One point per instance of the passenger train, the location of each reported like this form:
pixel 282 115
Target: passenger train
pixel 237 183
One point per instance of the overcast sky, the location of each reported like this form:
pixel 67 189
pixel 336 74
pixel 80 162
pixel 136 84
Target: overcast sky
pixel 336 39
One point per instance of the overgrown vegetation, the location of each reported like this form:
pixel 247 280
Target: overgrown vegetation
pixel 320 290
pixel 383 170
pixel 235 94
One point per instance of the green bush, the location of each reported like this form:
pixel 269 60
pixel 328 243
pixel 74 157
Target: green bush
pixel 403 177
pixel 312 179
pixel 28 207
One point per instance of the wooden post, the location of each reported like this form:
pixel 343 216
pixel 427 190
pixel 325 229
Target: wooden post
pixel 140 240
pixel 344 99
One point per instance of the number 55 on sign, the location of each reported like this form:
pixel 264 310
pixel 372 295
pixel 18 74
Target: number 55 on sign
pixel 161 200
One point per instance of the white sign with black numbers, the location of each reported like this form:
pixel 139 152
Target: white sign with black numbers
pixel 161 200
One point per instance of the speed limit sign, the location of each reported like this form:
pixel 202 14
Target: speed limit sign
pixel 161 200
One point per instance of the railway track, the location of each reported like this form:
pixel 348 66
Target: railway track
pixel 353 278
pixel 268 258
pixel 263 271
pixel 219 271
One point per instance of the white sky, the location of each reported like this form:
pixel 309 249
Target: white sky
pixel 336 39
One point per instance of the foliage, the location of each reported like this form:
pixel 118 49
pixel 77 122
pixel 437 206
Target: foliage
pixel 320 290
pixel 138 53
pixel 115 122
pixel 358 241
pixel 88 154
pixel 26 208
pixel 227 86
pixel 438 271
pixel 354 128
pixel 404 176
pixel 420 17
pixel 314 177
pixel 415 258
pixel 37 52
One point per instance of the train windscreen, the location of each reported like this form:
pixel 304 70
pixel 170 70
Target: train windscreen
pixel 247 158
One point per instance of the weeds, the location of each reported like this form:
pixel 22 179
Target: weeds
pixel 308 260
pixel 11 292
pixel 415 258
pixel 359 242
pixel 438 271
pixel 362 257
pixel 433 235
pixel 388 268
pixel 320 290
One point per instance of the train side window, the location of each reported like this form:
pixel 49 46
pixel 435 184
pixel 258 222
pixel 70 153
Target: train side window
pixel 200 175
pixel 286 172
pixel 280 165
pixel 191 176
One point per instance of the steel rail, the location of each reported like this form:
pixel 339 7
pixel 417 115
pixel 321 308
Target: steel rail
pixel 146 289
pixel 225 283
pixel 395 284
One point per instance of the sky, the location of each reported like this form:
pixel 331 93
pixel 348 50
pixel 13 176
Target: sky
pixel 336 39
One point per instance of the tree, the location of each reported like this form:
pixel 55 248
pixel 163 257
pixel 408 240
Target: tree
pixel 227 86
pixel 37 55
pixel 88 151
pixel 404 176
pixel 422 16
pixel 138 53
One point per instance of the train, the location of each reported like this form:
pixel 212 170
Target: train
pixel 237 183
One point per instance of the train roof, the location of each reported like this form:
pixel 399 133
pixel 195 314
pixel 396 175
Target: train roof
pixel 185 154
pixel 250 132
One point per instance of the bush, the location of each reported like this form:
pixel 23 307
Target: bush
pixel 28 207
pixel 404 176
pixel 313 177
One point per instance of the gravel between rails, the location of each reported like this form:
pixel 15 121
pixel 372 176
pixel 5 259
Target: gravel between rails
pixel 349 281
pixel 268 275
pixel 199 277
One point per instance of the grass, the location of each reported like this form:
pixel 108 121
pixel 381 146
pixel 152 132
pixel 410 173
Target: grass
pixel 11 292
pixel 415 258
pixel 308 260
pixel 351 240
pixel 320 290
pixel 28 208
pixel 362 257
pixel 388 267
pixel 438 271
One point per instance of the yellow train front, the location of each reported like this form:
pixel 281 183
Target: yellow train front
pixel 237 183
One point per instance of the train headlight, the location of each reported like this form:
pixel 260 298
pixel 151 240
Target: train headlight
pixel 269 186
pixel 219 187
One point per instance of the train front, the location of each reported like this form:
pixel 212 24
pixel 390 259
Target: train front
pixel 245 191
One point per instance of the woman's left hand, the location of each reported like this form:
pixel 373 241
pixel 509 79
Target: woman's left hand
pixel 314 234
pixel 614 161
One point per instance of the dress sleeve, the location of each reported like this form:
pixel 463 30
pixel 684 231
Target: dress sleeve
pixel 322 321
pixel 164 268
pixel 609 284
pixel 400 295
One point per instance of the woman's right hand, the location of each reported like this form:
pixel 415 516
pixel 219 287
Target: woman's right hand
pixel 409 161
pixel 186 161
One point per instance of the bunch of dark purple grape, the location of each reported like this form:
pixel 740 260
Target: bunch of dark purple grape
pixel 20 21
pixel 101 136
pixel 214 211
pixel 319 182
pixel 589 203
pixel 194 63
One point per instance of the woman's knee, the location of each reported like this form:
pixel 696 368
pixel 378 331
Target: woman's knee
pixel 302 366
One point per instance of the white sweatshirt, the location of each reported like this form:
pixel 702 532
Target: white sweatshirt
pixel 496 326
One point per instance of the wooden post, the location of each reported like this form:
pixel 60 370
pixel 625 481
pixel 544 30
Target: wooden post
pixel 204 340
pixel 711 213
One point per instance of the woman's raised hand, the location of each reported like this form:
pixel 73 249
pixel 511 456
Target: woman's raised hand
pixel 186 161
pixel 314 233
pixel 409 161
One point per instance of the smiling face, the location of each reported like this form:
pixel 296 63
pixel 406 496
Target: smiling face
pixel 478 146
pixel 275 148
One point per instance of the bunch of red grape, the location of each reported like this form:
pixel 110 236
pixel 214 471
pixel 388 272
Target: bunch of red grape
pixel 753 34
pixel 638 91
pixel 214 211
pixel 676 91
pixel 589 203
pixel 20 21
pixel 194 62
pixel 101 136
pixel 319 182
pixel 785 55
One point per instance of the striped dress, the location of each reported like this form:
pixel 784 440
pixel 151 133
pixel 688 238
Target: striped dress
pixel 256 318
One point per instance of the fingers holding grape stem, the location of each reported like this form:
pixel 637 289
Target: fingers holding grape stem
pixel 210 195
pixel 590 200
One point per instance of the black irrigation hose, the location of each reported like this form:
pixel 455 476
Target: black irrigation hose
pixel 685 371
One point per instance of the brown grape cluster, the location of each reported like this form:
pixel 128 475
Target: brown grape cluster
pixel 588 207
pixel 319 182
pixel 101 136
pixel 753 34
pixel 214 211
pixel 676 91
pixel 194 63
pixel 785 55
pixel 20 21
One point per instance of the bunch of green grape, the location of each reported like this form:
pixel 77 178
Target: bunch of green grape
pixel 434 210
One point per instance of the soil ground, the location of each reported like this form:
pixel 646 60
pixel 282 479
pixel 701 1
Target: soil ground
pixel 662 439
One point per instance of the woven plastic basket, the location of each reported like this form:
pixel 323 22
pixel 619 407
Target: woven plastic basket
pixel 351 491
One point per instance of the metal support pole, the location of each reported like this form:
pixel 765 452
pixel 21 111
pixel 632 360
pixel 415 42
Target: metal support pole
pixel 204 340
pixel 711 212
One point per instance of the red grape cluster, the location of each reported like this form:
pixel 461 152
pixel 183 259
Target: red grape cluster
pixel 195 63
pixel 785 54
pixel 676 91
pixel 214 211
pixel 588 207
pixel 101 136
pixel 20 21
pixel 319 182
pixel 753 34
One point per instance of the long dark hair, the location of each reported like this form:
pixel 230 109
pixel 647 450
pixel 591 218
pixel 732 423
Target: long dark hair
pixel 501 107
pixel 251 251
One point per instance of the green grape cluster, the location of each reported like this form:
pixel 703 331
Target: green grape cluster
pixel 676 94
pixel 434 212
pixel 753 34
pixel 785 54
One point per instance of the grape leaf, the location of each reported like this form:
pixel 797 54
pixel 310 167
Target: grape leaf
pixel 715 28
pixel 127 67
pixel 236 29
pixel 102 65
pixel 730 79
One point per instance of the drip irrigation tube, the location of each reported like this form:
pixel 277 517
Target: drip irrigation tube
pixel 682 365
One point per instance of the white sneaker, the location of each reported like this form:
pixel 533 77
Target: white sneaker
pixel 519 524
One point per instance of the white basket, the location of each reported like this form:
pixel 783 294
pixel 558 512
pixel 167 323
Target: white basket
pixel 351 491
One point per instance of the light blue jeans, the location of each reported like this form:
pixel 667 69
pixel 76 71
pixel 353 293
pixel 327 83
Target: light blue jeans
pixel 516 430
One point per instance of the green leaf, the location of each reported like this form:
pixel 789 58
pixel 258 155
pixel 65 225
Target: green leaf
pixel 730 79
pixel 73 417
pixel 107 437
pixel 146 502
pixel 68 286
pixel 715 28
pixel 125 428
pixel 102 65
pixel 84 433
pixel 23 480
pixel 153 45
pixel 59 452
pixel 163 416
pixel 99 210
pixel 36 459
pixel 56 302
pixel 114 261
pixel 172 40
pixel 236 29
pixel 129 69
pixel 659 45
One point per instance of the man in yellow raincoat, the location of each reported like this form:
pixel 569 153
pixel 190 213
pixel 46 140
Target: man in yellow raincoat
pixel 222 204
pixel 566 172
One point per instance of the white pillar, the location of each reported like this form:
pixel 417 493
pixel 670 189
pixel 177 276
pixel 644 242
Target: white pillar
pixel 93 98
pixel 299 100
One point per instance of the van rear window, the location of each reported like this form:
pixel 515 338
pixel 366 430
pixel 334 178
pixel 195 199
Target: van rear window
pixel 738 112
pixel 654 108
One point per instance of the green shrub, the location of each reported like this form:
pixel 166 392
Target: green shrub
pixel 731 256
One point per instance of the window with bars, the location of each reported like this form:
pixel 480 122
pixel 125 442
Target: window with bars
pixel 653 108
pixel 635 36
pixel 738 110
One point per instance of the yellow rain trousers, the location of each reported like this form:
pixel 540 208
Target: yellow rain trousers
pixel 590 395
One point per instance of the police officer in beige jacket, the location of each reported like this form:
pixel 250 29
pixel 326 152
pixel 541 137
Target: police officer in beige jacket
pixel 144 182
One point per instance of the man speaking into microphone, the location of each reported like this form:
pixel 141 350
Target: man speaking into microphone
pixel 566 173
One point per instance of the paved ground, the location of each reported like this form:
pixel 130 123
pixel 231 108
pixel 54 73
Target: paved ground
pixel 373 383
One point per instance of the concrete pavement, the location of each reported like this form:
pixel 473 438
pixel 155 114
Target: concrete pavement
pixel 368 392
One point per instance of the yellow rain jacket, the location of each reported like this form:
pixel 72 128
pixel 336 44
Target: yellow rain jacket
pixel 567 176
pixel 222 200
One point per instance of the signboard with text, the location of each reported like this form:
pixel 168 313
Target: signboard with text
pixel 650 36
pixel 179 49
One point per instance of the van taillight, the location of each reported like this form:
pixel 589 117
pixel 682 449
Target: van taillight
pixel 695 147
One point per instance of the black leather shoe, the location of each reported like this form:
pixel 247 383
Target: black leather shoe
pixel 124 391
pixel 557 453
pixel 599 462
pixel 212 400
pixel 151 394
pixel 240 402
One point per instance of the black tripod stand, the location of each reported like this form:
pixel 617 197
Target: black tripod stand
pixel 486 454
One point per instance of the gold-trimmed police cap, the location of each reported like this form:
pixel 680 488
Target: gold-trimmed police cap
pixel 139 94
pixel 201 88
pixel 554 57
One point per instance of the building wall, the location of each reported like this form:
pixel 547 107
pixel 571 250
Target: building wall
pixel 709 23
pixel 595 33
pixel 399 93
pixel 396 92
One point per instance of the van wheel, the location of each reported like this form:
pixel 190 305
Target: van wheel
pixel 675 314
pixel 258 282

+ + +

## Written exercise
Reproduce the material word for word, from the line containing "One point per instance of the paved" down to the line containing "pixel 368 392", including both of those lines.

## Answer for this exercise
One point per instance of the paved ground, the location of each reported like this form:
pixel 130 123
pixel 231 108
pixel 54 73
Target: paved ground
pixel 373 383
One point per instance of the concrete pavement, the location of each reported like this form:
pixel 473 438
pixel 155 114
Target: concrete pavement
pixel 368 392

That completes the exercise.